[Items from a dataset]
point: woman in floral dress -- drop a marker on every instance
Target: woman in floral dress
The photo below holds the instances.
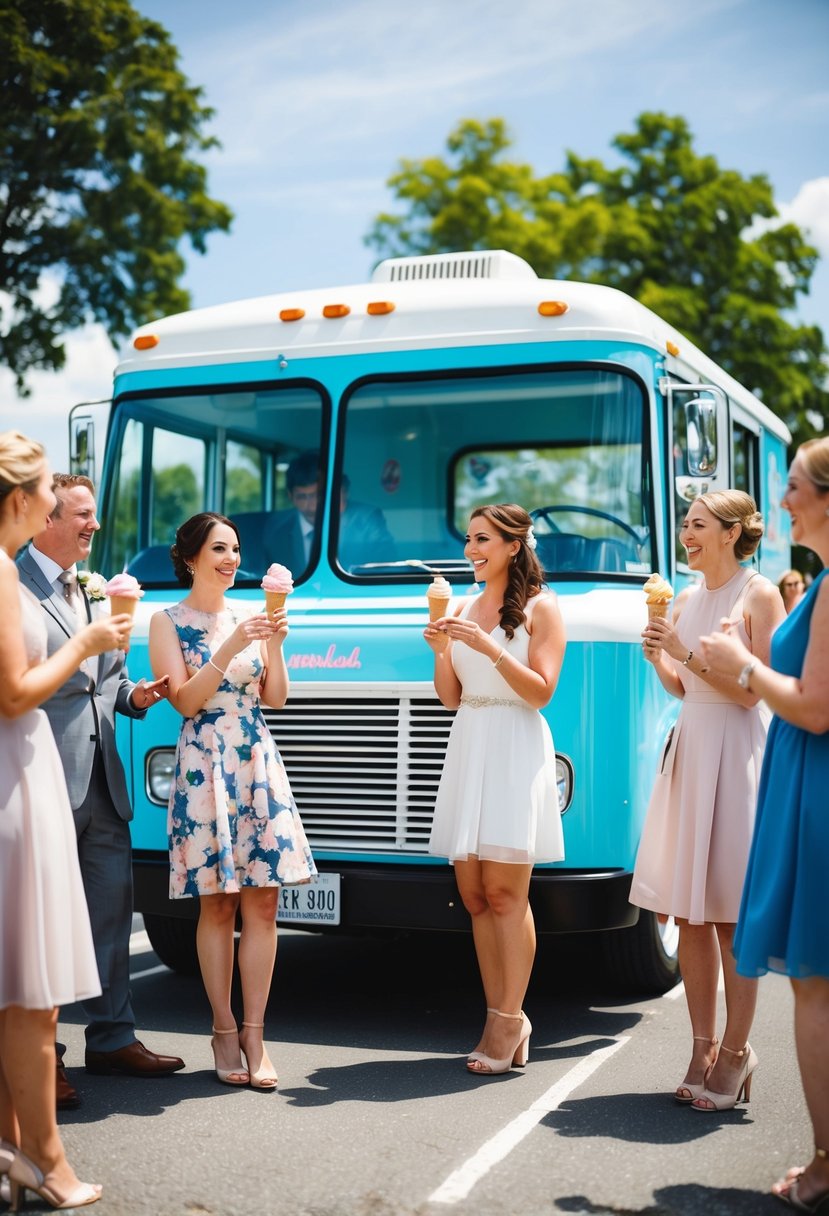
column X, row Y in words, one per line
column 233, row 828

* What you need to do
The answer consists solely of the lines from the one holding "Target: woman in floral dress" through the final line of the records, both ends included, each duplicated exactly. Leave images out.

* The answer
Target: woman in floral dress
The photo below holds the instances.
column X, row Y in words, one per line
column 233, row 828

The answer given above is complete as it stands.